TEXTAUSZUG:
+ + + +
Endlich direkt am Loch Ness, ca. bei KM 16
Der weitere Weg führt nun immer am Ufer entlang. Dabei ist der Weg wirklich hüglig. Es geht laufend immer wieder kleine Anstiege hoch und auch wieder herunter. Das ist zuerst nicht wirklich stark anstrengend, kostet aber doch einiges an Energie, quasi als schleichender Prozess, ohne das man es zuerst wirklich merkt. Ungefähr bei Kilometer 27 riss mir dann zu allem Überluss noch die Startnummer an der linken Seite vom Startnummerngürtel und fing an an mir herumzubaumeln. Ich war kurz vor Dores. Hier würde meine Frau mit meiner Tochter und unseren Freunden stehen. Also zog ich den Gürtel kurzerhand aus, um ein vollständiges Abreissen der Nummer zu verhindern und trug den Gürtel für knapp 1,5km in der Hand. In Dores fand ich schnell meine Frau. Sie flickte die Nummer mit Hilfe einer Sicherheitsnadel. Auch dieser kleine Stopp kostete mich ein paar Minuten. Dafür war aber die Nummer wieder fest und es bestand keine Gefahr mehr sie komplett zu verlieren und somit vielleicht sogar aus der Wertung zu fliegen.
+ + + +
AUFGABE: Schreibe den Textauszug über den Lauf am Loch Ness vollständig und buchstabengetreu ab. Für diese Aufgabe spielt das Material keine Rolle.
+ + + +
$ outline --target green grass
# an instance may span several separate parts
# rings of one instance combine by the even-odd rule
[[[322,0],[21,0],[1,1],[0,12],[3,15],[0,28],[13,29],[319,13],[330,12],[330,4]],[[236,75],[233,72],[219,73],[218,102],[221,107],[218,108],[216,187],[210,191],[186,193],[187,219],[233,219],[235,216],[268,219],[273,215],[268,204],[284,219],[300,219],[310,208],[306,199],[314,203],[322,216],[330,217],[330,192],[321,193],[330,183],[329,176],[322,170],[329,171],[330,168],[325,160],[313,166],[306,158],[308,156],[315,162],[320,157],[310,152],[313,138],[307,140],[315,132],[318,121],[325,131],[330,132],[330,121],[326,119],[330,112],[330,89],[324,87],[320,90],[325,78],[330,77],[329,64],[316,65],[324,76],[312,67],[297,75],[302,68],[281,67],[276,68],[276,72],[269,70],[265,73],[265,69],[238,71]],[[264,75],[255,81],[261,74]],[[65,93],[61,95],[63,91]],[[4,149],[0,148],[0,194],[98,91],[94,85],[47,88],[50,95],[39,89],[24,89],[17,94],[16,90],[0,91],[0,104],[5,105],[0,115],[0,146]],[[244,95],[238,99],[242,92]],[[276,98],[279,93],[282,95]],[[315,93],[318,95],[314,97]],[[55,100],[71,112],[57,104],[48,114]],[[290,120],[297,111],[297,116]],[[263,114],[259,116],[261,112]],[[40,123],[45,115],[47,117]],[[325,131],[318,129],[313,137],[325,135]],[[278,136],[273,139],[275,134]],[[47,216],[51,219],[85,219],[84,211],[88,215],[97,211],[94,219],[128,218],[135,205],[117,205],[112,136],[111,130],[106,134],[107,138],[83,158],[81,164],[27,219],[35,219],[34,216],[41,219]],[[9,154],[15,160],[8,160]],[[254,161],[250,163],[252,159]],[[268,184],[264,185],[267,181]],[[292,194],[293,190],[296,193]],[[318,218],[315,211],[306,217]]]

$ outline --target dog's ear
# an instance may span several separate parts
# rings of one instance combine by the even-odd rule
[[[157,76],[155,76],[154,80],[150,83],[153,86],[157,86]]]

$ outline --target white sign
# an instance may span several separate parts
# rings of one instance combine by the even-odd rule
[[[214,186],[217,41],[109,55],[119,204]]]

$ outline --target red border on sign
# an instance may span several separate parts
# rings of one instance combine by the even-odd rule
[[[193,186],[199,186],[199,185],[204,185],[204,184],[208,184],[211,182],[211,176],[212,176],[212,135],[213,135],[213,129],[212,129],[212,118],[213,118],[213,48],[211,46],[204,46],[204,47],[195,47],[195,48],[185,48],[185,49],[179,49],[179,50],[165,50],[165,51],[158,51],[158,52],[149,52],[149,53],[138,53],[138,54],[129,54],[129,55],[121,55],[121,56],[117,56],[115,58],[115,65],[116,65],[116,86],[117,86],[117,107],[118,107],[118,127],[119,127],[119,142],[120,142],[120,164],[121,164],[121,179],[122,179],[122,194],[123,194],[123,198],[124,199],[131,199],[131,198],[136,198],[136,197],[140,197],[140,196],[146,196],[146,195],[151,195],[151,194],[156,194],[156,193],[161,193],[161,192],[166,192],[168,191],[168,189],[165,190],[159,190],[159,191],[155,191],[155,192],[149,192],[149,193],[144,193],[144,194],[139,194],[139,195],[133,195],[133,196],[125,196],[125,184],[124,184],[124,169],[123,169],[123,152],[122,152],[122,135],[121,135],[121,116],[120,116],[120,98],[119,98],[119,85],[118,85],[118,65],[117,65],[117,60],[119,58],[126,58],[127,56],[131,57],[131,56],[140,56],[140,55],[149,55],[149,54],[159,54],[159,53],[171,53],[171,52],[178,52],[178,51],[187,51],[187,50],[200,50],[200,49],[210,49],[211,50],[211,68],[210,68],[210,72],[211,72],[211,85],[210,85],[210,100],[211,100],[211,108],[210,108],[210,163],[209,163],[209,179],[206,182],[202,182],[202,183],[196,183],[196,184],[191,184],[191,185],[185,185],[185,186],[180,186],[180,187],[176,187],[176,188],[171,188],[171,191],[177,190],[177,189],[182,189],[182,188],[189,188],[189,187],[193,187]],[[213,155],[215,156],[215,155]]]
+ + + +
ERGEBNIS:
Endlich direkt am Loch Ness, ca. bei KM 16
Der weitere Weg führt nun immer am Ufer entlang. Dabei ist der Weg wirklich hüglig. Es geht laufend immer wieder kleine Anstiege hoch und auch wieder herunter. Das ist zuerst nicht wirklich stark anstrengend, kostet aber doch einiges an Energie, quasi als schleichender Prozess, ohne das man es zuerst wirklich merkt. Ungefähr bei Kilometer 27 riss mir dann zu allem Überluss noch die Startnummer an der linken Seite vom Startnummerngürtel und fing an an mir herumzubaumeln. Ich war kurz vor Dores. Hier würde meine Frau mit meiner Tochter und unseren Freunden stehen. Also zog ich den Gürtel kurzerhand aus, um ein vollständiges Abreissen der Nummer zu verhindern und trug den Gürtel für knapp 1,5km in der Hand. In Dores fand ich schnell meine Frau. Sie flickte die Nummer mit Hilfe einer Sicherheitsnadel. Auch dieser kleine Stopp kostete mich ein paar Minuten. Dafür war aber die Nummer wieder fest und es bestand keine Gefahr mehr sie komplett zu verlieren und somit vielleicht sogar aus der Wertung zu fliegen.